## [Work to be completed]
In the analyst exchange, copy the passage starting at "So Aaron, it's" and ending at "the 1-year range.", swapping "optionality" for "flexibility".

Analyst · TD Securities.

So Aaron, it's Kevin. I think first of all, we're announcing a contract that will likely be 6 months in term or longer. And I think we're leaning towards a shorter end. Right now, we don't lock in at a lower rate. We'd rather have some optionality on higher rates in the future. So I'd point you towards the shorter end of the range. Typically, those are 6-month, 1 year, 2 years. I'm pretty sure we haven't -- it's not quite true. The average will be probably in the 1-year range.

Aaron MacNeil

Analyst · TD Securities.

Okay. That's helpful. Follow-up for me. There's been quite a bit of consolidation recently among U.S. E&Ps and I'm obviously relying on third-party data here, but the 4 large transactions recently announced, you were previously working for 6 of 8 companies involved in those transactions as recently as January. You're not working for any of those companies today. But from a market share perspective, do you consider your relationships with some of the combined entities now secondary to some of your competitors? And are you at all concerned that your market share might be negatively impacted as these larger companies comprise an increasing percentage of overall spending in activity?

Kevin Neveu

Analyst · TD Securities.

## [Records provided]
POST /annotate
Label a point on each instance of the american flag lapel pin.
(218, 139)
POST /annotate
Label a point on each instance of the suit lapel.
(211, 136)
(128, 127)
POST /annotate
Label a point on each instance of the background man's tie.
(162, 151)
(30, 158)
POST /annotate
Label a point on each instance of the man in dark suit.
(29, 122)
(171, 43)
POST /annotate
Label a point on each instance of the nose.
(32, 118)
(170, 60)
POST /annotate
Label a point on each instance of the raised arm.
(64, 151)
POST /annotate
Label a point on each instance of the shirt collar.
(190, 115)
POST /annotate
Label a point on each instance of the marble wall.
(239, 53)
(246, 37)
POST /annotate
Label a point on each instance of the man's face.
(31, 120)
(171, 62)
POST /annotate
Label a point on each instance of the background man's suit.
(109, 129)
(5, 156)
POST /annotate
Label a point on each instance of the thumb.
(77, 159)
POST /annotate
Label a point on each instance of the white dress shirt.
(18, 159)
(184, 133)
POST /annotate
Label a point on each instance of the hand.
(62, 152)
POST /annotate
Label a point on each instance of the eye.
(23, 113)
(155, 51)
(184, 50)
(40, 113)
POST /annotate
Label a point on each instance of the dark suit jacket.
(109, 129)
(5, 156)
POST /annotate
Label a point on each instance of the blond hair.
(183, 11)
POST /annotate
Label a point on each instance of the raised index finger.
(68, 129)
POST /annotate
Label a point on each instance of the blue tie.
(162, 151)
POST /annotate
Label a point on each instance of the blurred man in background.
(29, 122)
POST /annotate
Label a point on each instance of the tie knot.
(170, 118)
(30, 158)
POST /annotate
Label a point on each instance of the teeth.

## [Reply to the exercise]
So Aaron, it's Kevin. I think first of all, we're announcing a contract that will likely be 6 months in term or longer. And I think we're leaning towards a shorter end. Right now, we don't lock in at a lower rate. We'd rather have some flexibility on higher rates in the future. So I'd point you towards the shorter end of the range. Typically, those are 6-month, 1 year, 2 years. I'm pretty sure we haven't -- it's not quite true. The average will be probably in the 1-year range.